Exercise description: Please set down exactly the lines of the listing below from the line containing "box: [145, 102, 173, 151]" through the line containing "159L157 158L159 152L126", both lines included, leaving out all other lines.

Data for the task:
=====
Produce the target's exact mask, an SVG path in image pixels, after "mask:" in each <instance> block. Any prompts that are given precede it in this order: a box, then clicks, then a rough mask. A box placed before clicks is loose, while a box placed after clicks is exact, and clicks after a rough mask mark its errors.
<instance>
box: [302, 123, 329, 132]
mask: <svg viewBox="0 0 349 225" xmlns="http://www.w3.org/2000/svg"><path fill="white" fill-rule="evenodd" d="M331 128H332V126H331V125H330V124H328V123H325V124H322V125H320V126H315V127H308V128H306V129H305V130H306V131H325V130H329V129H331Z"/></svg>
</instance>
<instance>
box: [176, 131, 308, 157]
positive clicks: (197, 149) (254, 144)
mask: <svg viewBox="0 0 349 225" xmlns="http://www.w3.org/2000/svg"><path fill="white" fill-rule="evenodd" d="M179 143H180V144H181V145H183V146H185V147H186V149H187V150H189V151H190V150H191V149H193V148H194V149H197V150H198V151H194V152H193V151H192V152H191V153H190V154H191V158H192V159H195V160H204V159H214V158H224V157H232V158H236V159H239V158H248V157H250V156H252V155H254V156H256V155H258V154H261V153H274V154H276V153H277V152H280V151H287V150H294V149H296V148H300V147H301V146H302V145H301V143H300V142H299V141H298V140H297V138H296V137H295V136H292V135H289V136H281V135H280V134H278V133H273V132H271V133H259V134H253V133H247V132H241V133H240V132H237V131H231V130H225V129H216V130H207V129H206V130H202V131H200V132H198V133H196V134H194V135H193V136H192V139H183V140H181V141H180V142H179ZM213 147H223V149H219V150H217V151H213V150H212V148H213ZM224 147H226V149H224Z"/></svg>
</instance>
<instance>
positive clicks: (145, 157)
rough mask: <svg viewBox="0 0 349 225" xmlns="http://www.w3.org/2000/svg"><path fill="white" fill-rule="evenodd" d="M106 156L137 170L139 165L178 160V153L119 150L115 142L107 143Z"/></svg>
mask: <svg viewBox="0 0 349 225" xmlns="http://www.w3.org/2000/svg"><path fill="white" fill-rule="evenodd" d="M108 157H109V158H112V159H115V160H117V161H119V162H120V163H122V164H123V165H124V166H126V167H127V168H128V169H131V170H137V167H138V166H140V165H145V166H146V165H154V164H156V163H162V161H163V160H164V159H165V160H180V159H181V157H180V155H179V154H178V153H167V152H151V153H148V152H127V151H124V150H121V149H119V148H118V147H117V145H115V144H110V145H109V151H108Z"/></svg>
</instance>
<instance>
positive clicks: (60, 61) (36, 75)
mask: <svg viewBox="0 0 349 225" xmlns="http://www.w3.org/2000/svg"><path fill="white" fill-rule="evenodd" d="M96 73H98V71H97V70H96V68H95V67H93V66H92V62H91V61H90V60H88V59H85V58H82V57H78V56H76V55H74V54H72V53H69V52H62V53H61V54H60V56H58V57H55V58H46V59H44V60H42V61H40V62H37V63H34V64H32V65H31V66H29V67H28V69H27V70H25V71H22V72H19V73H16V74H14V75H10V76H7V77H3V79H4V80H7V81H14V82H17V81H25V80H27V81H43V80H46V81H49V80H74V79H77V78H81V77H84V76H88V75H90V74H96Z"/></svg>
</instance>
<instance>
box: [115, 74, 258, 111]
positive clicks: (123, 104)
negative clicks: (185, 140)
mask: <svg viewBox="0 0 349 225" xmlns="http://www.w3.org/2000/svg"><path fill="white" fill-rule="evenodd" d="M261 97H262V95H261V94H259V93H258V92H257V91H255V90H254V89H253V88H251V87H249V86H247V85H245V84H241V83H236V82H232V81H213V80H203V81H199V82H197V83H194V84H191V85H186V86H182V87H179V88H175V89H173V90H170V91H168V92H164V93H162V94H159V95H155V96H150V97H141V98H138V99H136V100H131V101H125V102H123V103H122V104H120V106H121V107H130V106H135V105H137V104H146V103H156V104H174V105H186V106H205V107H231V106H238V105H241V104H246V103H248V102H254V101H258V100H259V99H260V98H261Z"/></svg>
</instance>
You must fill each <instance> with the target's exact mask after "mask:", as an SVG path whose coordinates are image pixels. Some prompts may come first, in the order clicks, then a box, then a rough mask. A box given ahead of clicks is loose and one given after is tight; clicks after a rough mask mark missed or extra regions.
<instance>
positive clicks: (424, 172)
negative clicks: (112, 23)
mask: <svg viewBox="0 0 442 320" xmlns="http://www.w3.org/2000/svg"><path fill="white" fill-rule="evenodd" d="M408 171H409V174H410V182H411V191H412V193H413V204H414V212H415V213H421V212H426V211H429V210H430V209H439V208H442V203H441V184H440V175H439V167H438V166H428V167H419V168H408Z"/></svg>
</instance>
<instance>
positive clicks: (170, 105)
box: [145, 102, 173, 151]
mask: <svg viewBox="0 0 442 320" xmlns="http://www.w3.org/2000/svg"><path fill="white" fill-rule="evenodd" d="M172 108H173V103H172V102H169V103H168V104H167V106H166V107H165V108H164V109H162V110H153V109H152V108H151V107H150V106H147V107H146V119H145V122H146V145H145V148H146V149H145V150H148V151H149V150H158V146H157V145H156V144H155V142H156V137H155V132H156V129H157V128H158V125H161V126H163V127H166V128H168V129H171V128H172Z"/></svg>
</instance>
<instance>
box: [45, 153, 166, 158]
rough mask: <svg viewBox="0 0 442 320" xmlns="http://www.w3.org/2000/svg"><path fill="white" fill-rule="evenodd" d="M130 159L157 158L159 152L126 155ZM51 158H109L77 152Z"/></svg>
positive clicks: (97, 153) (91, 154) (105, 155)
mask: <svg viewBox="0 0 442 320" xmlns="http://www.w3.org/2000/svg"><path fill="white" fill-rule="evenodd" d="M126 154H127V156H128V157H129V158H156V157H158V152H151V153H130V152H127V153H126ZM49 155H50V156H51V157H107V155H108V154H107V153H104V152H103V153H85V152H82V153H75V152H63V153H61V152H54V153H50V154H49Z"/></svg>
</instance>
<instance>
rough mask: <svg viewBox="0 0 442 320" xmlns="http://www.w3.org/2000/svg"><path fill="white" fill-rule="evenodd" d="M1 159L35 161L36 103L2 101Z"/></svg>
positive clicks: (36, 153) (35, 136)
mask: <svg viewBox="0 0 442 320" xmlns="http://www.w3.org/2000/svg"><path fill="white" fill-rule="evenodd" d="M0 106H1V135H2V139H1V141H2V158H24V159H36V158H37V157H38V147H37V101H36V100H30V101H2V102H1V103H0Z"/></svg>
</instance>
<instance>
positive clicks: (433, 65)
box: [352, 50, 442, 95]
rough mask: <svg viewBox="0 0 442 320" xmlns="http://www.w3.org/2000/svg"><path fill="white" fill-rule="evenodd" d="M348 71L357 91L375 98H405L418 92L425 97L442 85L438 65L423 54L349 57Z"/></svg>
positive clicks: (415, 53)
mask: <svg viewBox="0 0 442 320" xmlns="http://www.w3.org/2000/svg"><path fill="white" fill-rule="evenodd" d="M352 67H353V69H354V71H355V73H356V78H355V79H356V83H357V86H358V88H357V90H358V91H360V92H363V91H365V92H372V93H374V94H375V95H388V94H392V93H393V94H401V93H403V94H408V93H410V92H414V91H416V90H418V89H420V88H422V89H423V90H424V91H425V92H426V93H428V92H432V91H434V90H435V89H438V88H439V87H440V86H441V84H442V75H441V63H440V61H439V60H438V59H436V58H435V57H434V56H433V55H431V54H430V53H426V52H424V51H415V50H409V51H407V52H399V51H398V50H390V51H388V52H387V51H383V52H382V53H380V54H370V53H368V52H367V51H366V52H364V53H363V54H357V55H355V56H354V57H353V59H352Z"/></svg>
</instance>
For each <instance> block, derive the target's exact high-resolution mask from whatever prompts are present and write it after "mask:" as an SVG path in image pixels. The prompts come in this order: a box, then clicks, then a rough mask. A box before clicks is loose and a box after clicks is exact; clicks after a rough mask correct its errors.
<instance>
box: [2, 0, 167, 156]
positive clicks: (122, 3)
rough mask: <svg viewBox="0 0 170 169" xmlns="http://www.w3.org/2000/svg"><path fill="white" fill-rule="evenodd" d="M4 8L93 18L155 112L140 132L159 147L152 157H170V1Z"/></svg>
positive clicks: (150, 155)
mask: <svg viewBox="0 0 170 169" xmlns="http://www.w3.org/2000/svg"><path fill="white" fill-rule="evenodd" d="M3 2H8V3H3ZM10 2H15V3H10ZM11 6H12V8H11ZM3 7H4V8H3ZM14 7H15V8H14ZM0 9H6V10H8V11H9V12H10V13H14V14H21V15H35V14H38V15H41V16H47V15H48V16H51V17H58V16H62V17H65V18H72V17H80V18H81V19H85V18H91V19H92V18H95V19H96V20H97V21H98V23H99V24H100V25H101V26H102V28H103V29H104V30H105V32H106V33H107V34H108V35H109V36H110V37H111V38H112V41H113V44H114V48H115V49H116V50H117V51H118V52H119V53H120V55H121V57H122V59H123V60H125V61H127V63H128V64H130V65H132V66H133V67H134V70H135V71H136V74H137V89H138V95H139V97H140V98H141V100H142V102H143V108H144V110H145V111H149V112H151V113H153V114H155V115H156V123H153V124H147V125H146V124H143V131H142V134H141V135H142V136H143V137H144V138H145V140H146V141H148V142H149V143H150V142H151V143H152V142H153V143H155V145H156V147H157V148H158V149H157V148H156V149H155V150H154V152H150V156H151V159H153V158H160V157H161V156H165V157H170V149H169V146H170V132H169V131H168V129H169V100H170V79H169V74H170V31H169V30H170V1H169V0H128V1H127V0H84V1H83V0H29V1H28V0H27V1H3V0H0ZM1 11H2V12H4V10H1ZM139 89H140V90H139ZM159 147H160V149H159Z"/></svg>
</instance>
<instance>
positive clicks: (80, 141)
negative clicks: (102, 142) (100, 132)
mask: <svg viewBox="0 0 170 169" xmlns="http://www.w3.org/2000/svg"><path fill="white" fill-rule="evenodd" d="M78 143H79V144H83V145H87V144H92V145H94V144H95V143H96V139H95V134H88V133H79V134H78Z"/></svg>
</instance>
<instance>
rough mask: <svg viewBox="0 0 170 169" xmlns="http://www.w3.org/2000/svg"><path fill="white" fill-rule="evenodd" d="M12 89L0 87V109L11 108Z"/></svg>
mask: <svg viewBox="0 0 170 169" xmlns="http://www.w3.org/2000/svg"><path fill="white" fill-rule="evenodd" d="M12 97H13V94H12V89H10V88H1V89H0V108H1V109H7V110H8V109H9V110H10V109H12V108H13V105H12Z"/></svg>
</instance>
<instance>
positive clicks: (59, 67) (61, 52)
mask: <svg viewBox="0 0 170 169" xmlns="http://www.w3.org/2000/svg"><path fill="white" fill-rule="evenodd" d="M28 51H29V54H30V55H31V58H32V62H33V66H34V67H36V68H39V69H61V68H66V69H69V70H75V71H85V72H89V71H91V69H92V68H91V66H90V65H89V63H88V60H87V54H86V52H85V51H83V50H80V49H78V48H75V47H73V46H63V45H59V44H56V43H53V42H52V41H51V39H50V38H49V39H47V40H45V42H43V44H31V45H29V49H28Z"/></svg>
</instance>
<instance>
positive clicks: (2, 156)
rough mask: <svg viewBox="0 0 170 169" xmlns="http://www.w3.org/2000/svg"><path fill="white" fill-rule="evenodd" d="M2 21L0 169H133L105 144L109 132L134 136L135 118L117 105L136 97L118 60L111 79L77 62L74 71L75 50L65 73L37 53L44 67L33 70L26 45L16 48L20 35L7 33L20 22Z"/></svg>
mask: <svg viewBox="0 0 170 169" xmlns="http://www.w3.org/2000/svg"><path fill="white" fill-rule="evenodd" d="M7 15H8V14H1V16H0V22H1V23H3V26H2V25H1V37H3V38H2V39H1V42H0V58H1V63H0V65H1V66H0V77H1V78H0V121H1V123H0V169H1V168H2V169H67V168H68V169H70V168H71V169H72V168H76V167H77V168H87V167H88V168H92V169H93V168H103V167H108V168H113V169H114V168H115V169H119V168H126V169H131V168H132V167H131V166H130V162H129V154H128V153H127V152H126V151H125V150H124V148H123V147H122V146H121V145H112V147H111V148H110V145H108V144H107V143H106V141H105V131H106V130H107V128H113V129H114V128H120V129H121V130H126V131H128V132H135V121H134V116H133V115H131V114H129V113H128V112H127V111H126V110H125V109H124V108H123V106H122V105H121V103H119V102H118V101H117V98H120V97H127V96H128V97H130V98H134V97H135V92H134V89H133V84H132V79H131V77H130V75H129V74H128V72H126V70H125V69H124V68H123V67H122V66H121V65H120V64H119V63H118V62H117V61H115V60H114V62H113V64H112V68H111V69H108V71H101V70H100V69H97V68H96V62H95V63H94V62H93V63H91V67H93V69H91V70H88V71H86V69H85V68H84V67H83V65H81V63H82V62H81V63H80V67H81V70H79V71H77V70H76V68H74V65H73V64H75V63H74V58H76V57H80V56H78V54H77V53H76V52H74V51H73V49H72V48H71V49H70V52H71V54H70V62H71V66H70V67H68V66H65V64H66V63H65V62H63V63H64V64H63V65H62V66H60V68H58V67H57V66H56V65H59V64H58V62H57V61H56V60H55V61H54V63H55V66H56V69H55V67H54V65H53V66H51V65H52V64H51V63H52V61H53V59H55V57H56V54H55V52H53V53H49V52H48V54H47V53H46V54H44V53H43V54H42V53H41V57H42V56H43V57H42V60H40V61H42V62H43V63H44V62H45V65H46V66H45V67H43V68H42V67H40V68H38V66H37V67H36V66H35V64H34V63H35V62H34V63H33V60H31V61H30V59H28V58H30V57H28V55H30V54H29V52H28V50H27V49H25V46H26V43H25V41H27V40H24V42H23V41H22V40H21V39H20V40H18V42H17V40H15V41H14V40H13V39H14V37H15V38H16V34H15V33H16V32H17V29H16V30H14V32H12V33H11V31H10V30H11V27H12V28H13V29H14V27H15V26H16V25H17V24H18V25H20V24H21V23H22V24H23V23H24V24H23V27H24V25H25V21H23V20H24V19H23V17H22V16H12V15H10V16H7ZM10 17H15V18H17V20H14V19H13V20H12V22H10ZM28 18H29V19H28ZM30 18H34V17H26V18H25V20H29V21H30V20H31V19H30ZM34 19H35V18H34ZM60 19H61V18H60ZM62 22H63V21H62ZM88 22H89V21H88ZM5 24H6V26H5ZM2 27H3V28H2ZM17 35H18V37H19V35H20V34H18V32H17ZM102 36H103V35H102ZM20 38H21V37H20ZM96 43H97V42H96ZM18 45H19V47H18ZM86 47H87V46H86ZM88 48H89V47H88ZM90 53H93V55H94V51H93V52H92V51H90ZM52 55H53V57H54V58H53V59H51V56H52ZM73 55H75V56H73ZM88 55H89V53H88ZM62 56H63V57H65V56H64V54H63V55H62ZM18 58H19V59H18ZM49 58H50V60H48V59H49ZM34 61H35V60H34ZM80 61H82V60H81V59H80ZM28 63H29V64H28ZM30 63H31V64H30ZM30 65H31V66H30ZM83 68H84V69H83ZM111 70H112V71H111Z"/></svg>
=====
Answer to this task:
box: [145, 102, 173, 151]
mask: <svg viewBox="0 0 442 320" xmlns="http://www.w3.org/2000/svg"><path fill="white" fill-rule="evenodd" d="M172 108H173V103H172V102H169V103H168V104H167V106H166V107H165V108H164V109H162V110H153V109H152V108H151V107H150V106H147V107H146V119H145V122H146V145H145V148H146V149H145V150H148V151H149V150H158V146H157V145H156V144H155V142H156V137H155V132H156V129H157V128H158V125H161V126H163V127H166V128H168V129H171V128H172Z"/></svg>
</instance>
<instance>
box: [45, 153, 166, 158]
rough mask: <svg viewBox="0 0 442 320" xmlns="http://www.w3.org/2000/svg"><path fill="white" fill-rule="evenodd" d="M130 159L157 158L159 152L126 155ZM51 158H109L77 152Z"/></svg>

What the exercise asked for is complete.